==== PASSAGE PROVIDED ====

DEV Community

Cover image for How to make an animated gif fit for /r/dataisbeautiful
Max Humber
Max Humber

Posted on • Edited on

How to make an animated gif fit for /r/dataisbeautiful

A good visualization should capture the interest of the audience and make an impression. Few things capture interest more than bright colors and movement.

In this post I'm going to show you exactly how to make an animated gif, so that you can go farm some internet points on /r/dataisbeautiful, maybe~

Here's what we're going to make:

businesses.gif

Step 0 - Data

Before you make a graph you've gotta get your hands on some data. I grabbed some business data from StatsCanada available here. The data isn't in the best shape, so here's a pinch of pandas to make it suck less:

import pandas as pd

df = pd.read_csv("3310027001-noSymbol.csv", skiprows=7).iloc[1:5]
df = df.rename(columns={"Business dynamics measure": "status"})
df['status'] = df['status'].apply(lambda x: x[:-13])
df = pd.melt(df, id_vars="status", var_name="date", value_name="count")
df["date"] = pd.to_datetime(df["date"], format="%B %Y")
df['count'] = df['count'].apply(lambda x: int(x.replace(",", "")))

print(df.head())
#        status       date   count
# 0      Active 2015-01-01  775497
# 1     Opening 2015-01-01   40213
# 2  Continuing 2015-01-01  731116
# 3     Closing 2015-01-01   30979
# 4      Active 2015-02-01  778554
Enter fullscreen mode Exit fullscreen mode

Step 1 - Graph

If you want to make a gif, you first have to make a single frame. Which, coincidentally, is just a graph:

from matplotlib import pyplot as plt

da = df[df["status"] == "Active"]
plt.plot(da["date"], da["count"])
Enter fullscreen mode Exit fullscreen mode

Step 1

Step 2 - Size

The graph could be bigger, and the y-axis limits could be adjusted. No problem, that's just two extra lines of code: some code to size and limit:

plt.figure(figsize=(8, 5), dpi=300)

====

* SHORT TASK
Write the next part of the animated gif tutorial, picking up right after its last line.

==== PROVIDED MATERIAL ====

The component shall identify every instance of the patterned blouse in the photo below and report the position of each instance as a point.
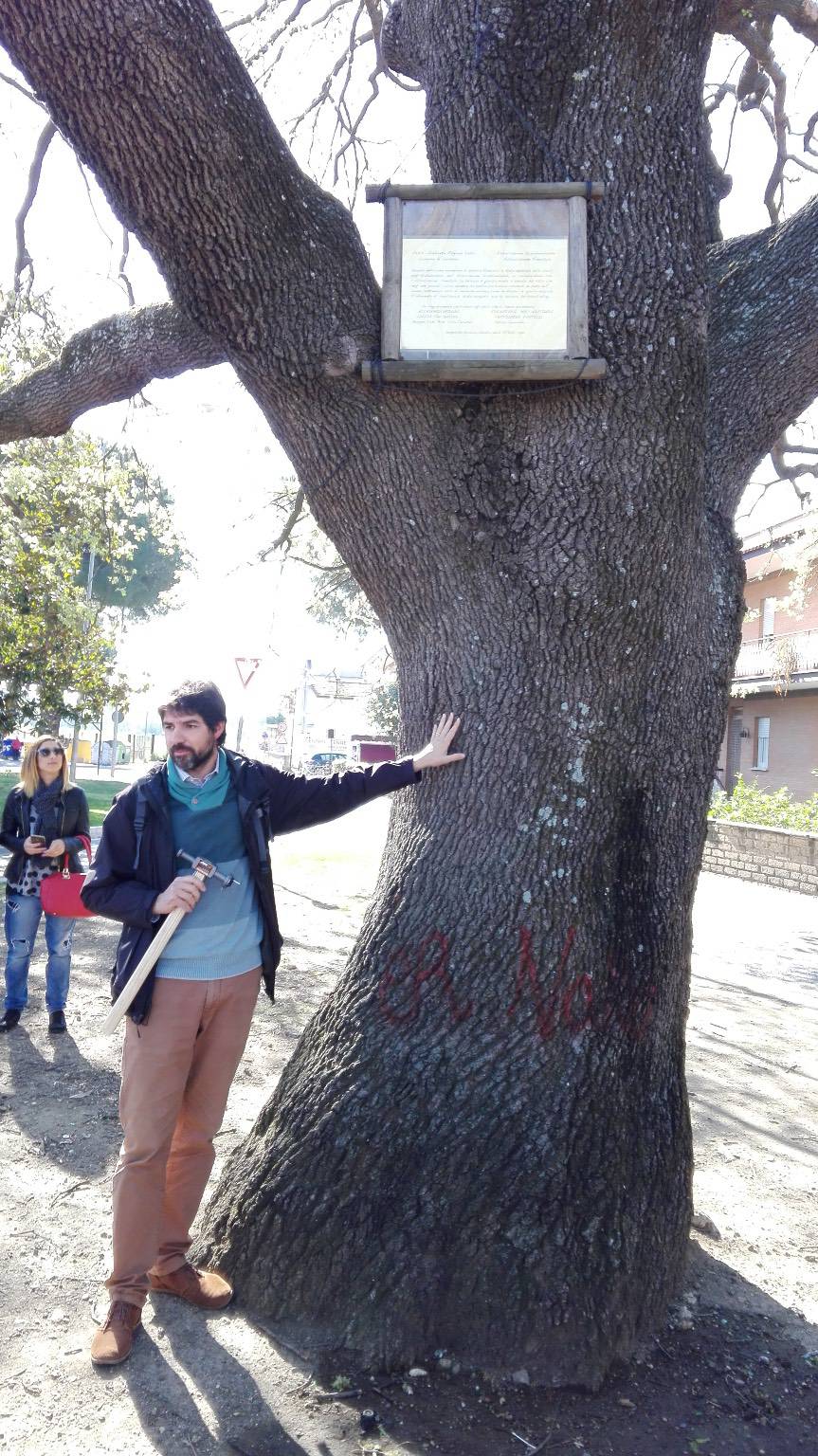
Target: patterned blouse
(37, 868)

====

* EXERCISE ANSWER
plt.plot(da["date"], da["count"])
plt.ylim([0, da['count'].max() * 1.1])
Enter fullscreen mode Exit fullscreen mode

Step 2

Step 3 - Tick

I like to manually set the ticks on my graphs, you don't have to, but if you want to:

ymax = int(da['count'].max() * 1.1 // 1)

plt.figure(figsize=(8, 5), dpi=300)
plt.plot(da["date"], da["count"])
plt.ylim([0, ymax])
plt.yticks(range(0, ymax, 200_000))
Enter fullscreen mode Exit fullscreen mode

Step 3

Step 4 - Label

If someone saw our graph right now, without any context, they'd have know idea what's going on. Let's fix that by adding some labels:

plt.figure(figsize=(8, 5), dpi=300)
plt.plot(da["date"], da["count"])
plt.ylim([0, ymax])
plt.yticks(range(0, ymax, 200_000))
plt.title("Active Businesses in Canada (Seasonally Adjusted)")
plt.xlabel("Year")
plt.ylabel("Count")
Enter fullscreen mode Exit fullscreen mode

Step 4

Step 4.5 - Detour

Our graph is exclusively about "Active" businesses in Canada. Here's what the "Opening" and "Closing" numbers look like:

dc = df[df["status"] == "Closing"]
do = df[df["status"] == "Opening"]

plt.plot(dc["date"], dc["count"], color='red', label="closing")
plt.plot(do["date"], do["count"], color='green', label="opening")
plt.legend()
Enter fullscreen mode Exit fullscreen mode

Step 4.5

Step 5 - Combine

The "Opening and Closing" graph adds some interesting colour to the "Active" data. Let's combine both with some fancy-pant matplotlib:

rows = 7
figure = plt.figure(figsize=(8, 4), constrained_layout=False, dpi=300)
grid = plt.GridSpec(
    nrows=rows,
    ncols=1,
    wspace=0,
    hspace=0.5,
    figure=figure
)

main = plt.subplot(grid[:5, 0])
sub = plt.subplot(grid[5:, 0])

main.plot(da["date"], da["count"])
sub.plot(do["date"], do["count"])
sub.plot(dc["date"], dc["count"])
Enter fullscreen mode Exit fullscreen mode

Step 5

Step 6 - Colour

I'm not keen on the colours or spacing of what we have right now. To fix, along with some axis adjustments, here's what you'll need:

figure = plt.figure(figsize=(8, 4), constrained_layout=False, dpi=300)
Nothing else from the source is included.